- **Exercise requirements**:
Produce a verbatim transcription of the records below, beginning at the line containing "Find the single-deck" and ending at the final line; include only those lines.

Location annotation dataset excerpts:
::::::
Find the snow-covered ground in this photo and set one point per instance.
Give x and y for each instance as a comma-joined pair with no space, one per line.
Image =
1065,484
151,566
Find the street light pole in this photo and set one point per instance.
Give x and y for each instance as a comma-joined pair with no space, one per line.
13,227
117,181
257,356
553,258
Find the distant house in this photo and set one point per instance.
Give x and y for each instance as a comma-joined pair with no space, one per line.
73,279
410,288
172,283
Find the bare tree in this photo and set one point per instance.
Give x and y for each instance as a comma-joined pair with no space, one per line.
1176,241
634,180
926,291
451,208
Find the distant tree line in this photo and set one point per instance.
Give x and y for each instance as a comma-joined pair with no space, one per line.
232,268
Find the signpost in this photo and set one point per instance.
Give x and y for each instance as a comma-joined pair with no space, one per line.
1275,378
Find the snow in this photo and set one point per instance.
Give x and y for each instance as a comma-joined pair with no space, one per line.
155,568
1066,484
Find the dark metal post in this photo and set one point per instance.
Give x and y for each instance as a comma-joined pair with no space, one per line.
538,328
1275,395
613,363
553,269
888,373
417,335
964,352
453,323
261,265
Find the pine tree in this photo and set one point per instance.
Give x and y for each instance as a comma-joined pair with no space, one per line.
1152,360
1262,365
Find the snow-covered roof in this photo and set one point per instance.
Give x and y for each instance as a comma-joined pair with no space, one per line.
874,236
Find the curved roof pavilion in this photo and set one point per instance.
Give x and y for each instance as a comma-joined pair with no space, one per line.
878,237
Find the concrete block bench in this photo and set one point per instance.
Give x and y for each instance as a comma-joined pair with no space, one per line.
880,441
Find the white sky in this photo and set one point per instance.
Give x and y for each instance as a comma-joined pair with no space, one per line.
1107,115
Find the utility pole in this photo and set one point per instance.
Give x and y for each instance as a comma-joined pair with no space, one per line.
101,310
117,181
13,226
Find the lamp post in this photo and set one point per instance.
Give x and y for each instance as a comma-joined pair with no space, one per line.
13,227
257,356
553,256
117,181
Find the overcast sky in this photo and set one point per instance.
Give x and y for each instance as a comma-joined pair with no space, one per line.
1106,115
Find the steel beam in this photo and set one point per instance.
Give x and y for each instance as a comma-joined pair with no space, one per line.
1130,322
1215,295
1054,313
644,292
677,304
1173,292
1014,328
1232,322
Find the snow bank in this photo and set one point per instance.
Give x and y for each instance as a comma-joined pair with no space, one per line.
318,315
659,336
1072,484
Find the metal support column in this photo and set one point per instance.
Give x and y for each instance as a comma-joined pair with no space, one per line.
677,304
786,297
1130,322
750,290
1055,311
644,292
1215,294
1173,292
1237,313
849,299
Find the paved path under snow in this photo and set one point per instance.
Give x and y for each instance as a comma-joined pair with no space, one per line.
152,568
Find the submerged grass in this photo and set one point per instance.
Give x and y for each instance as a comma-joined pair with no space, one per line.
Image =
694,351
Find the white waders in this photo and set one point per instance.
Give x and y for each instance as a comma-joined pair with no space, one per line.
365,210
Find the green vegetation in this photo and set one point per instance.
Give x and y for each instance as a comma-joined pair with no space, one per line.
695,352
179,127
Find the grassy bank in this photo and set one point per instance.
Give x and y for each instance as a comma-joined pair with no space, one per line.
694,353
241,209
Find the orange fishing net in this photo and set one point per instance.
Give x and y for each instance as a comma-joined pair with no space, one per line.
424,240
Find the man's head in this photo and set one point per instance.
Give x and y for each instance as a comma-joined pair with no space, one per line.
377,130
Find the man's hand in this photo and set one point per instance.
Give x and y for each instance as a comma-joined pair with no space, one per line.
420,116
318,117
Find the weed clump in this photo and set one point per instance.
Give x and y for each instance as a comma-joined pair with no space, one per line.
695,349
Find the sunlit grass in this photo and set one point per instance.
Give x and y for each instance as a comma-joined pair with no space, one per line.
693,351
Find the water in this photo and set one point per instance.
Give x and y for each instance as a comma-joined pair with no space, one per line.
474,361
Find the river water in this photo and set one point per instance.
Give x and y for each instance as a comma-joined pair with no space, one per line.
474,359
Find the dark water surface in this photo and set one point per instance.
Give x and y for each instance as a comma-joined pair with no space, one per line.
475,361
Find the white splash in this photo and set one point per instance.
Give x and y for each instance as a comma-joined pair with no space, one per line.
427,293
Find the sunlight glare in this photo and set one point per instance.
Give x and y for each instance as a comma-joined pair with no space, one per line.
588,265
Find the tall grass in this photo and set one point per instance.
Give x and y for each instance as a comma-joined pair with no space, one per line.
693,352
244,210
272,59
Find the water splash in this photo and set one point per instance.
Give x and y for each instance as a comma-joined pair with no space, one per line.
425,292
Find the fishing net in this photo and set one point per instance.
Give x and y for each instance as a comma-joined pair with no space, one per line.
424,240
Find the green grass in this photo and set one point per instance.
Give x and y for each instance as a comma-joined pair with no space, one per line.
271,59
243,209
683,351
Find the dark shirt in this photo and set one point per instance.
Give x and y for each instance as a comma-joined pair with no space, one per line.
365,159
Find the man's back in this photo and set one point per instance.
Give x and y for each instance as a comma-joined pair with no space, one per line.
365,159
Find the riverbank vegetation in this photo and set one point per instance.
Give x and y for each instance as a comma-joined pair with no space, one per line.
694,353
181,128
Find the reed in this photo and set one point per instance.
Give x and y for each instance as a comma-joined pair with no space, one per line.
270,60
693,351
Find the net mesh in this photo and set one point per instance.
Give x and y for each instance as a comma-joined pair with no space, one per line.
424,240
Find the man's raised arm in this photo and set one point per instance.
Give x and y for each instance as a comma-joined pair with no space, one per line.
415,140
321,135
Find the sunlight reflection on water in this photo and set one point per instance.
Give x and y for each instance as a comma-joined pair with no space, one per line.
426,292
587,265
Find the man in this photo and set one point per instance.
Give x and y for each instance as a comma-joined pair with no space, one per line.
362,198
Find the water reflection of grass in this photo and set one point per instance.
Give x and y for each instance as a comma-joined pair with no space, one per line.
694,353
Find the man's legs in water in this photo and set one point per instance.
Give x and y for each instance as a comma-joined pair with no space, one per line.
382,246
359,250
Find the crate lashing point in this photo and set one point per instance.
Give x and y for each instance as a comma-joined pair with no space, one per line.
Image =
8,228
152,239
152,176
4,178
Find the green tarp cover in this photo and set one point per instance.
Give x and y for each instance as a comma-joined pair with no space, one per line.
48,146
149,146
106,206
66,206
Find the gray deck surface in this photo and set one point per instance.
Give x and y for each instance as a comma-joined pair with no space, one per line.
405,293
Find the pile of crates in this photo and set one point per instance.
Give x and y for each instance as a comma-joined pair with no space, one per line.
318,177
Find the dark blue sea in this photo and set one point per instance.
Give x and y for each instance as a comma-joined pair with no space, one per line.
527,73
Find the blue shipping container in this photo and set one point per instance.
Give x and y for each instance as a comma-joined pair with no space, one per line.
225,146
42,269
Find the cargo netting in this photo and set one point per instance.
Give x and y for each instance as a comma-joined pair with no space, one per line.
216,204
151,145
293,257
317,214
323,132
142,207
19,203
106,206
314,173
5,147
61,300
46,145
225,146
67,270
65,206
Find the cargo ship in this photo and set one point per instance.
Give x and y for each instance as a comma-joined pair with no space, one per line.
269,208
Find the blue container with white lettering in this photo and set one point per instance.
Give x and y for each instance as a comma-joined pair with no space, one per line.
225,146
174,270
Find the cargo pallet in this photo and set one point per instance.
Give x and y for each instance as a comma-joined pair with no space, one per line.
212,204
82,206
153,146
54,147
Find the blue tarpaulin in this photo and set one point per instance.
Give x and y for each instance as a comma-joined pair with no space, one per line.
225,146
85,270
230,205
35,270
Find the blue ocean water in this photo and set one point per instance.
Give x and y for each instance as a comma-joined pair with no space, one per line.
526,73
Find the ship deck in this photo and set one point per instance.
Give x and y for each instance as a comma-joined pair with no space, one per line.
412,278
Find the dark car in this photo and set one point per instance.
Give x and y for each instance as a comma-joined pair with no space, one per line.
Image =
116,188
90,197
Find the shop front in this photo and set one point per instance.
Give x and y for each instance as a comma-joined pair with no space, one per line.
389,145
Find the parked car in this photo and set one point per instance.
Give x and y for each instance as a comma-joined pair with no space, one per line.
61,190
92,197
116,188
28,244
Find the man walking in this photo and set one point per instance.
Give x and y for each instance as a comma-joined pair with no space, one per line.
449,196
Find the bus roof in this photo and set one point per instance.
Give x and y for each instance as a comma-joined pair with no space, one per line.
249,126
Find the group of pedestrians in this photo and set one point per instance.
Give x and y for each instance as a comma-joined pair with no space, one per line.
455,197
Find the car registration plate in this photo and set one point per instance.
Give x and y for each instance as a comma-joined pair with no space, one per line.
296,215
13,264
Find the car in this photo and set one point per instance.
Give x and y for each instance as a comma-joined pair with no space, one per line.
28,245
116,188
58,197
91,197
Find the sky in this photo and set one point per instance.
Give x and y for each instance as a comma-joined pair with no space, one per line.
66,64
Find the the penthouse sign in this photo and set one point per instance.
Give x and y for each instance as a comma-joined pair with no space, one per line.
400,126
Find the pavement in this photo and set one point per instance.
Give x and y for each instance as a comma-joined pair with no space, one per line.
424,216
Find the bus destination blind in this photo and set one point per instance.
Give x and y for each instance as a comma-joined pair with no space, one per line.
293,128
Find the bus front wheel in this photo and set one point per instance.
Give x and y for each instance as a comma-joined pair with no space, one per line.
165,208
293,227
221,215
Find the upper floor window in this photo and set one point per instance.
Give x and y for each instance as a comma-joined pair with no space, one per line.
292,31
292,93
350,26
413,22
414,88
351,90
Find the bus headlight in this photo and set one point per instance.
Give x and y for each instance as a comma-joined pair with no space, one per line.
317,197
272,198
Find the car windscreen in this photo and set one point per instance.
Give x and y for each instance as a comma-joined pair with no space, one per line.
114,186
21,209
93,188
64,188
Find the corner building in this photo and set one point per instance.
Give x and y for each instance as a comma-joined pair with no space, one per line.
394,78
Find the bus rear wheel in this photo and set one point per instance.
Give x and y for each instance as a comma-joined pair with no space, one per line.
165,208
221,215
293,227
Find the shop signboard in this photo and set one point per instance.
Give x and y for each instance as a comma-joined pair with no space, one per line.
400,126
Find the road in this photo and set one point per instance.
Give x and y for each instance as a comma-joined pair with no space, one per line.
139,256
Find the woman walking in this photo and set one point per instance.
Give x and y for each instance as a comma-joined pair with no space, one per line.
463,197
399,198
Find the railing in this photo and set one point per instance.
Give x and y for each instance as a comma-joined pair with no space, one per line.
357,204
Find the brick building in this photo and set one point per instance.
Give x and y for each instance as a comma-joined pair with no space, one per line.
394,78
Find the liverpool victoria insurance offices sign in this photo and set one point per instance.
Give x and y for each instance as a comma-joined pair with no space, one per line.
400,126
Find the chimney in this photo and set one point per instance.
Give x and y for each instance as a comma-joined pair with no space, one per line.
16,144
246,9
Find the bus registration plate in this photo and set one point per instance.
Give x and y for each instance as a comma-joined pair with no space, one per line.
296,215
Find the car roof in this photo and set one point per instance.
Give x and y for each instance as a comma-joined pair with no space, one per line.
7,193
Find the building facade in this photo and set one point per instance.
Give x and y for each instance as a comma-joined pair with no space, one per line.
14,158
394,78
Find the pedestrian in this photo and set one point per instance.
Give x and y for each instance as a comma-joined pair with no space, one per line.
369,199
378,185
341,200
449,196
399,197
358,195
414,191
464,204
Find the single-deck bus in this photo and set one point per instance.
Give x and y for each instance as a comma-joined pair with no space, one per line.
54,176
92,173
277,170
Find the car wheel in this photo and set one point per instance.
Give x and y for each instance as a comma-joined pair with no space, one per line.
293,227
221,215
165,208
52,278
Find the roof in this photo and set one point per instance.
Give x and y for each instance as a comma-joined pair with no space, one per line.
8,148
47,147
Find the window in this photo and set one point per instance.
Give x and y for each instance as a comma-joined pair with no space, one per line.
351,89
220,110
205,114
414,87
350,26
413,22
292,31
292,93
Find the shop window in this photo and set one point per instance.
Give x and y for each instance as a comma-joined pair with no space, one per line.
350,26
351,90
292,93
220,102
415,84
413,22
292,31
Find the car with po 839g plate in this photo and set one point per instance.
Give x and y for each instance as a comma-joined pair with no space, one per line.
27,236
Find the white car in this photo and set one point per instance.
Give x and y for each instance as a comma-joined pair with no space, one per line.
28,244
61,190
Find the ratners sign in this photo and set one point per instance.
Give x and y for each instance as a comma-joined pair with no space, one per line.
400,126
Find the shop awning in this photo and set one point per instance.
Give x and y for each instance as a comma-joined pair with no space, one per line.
::::::
- **Complete output**:
Find the single-deck bus in this photo and set one point per instance.
Give x and y for each instance as a comma-joined pair with no space, one per line.
54,176
92,173
277,170
Find the car wheel in this photo and set one point per instance.
Give x and y for each instance as a comma-joined pair with no space, one per line.
293,227
221,215
165,208
52,278
Find the roof in this photo and set one point per instance.
Give x and y for each instance as a comma-joined pair with no space, one per line.
8,148
47,147
Find the window in this photo and set one point per instance.
Give x and y for each instance as a comma-joined pair with no space, one per line.
351,89
220,110
205,114
414,87
350,26
413,22
292,31
292,93
Find the shop window in this photo and set one point per instance.
Give x and y for each instance as a comma-joined pair with no space, one per line.
350,26
351,90
292,93
220,102
415,84
413,22
292,31
Find the car with po 839g plate in this photo and set one point per instance.
Give x and y for each instance as a comma-joined pair with no space, one per line.
27,236
Find the white car in this photo and set one point per instance.
Give x and y for each instance as a comma-joined pair with no space, one per line.
28,244
61,190
Find the ratners sign in this photo and set one point per instance.
Give x and y for each instance as a comma-joined pair with no space, one per line.
400,126
Find the shop awning in this photo and set one point per instance.
Give x and y for each instance as a comma-joined pair with no space, one per line.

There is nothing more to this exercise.